▶ Exercise requirements: Only the line containing "Record the location of each instance of the tree" and the lines after it, through the end of the entries, should be output exactly.

▶ Listed entries:
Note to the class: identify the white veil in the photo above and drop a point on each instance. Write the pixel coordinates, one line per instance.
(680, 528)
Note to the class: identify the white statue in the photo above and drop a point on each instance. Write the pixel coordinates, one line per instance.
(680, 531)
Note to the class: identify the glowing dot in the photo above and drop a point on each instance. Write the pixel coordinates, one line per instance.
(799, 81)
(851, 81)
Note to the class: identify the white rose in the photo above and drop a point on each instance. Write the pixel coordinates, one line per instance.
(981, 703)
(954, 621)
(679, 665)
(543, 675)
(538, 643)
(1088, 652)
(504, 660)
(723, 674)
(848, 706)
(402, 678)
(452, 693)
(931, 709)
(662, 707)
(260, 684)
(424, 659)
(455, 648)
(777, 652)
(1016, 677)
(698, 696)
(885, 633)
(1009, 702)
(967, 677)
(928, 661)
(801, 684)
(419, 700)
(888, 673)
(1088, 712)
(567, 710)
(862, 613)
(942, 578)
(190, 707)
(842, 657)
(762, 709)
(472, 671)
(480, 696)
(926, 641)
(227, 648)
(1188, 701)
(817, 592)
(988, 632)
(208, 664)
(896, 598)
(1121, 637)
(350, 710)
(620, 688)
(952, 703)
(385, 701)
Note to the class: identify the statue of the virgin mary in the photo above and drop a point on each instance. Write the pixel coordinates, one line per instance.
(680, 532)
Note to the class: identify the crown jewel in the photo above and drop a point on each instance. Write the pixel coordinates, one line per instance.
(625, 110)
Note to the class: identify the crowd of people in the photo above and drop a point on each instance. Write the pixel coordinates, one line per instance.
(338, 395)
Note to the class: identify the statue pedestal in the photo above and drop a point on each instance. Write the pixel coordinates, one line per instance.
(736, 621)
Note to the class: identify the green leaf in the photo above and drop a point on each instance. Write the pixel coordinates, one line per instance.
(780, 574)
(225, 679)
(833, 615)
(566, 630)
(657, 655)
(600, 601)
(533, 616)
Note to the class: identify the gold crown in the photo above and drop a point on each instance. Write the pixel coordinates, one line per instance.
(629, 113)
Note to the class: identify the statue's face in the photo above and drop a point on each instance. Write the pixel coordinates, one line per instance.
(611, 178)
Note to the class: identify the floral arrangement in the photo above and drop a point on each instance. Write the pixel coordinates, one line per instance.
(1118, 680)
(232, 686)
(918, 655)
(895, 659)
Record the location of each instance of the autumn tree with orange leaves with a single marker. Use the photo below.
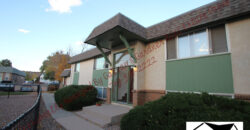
(54, 65)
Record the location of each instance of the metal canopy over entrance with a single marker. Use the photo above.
(115, 37)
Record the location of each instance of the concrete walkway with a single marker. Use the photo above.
(68, 120)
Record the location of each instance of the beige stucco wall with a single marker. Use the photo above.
(86, 72)
(155, 74)
(239, 41)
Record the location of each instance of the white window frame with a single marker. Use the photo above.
(177, 45)
(103, 65)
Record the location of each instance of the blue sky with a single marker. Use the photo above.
(30, 30)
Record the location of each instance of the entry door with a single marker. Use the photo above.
(122, 85)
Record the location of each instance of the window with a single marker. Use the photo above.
(7, 76)
(123, 59)
(77, 67)
(218, 39)
(100, 63)
(195, 44)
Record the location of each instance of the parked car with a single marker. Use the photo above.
(26, 88)
(7, 86)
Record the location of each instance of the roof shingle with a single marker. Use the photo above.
(213, 12)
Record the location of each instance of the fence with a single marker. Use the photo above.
(29, 119)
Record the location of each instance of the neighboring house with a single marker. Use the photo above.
(66, 77)
(204, 50)
(12, 74)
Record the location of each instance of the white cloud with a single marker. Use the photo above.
(23, 30)
(63, 6)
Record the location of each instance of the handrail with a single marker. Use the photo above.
(19, 118)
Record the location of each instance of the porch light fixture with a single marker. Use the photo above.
(135, 68)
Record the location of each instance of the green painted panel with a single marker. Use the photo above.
(76, 78)
(204, 74)
(100, 77)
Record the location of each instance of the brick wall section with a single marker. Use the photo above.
(141, 97)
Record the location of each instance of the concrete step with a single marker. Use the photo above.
(105, 115)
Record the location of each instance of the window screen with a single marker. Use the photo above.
(171, 49)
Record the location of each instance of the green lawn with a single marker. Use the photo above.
(13, 93)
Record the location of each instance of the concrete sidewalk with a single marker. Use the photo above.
(68, 120)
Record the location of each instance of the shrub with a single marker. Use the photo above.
(173, 110)
(74, 97)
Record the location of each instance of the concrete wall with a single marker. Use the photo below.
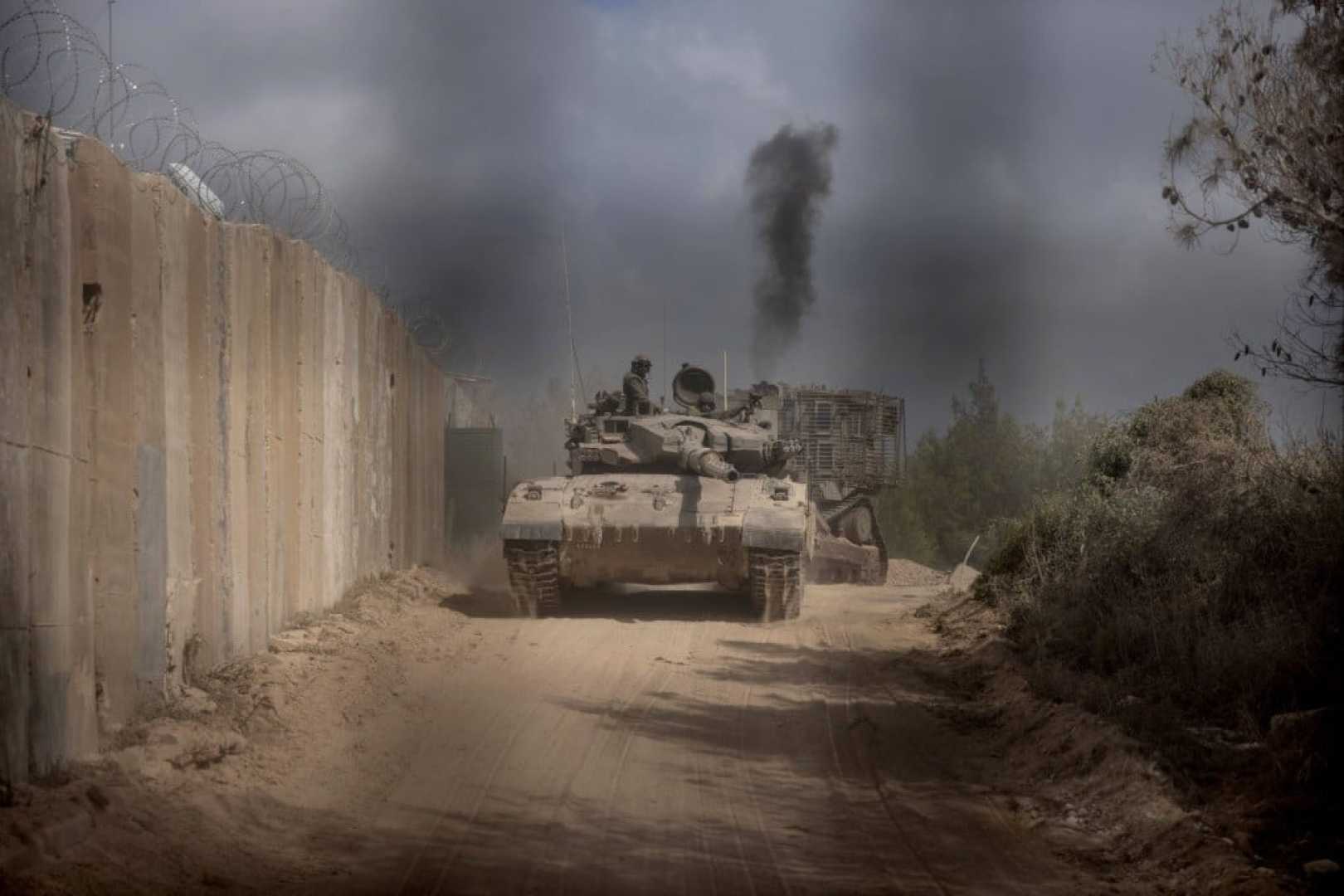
(205, 430)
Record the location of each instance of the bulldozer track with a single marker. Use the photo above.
(533, 577)
(834, 516)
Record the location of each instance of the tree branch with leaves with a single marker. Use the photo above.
(1264, 147)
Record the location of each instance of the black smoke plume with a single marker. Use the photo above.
(788, 178)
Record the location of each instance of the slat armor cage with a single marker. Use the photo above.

▶ Your response:
Record the location of each instance of the tree branch with leaves with a single marker. Use the photo above.
(1264, 147)
Record the location of each instance of the black smoke plume with a single marker. Use the photo above.
(788, 178)
Record the location of each instance of the slat armor cage with a single marker. Use the photo above.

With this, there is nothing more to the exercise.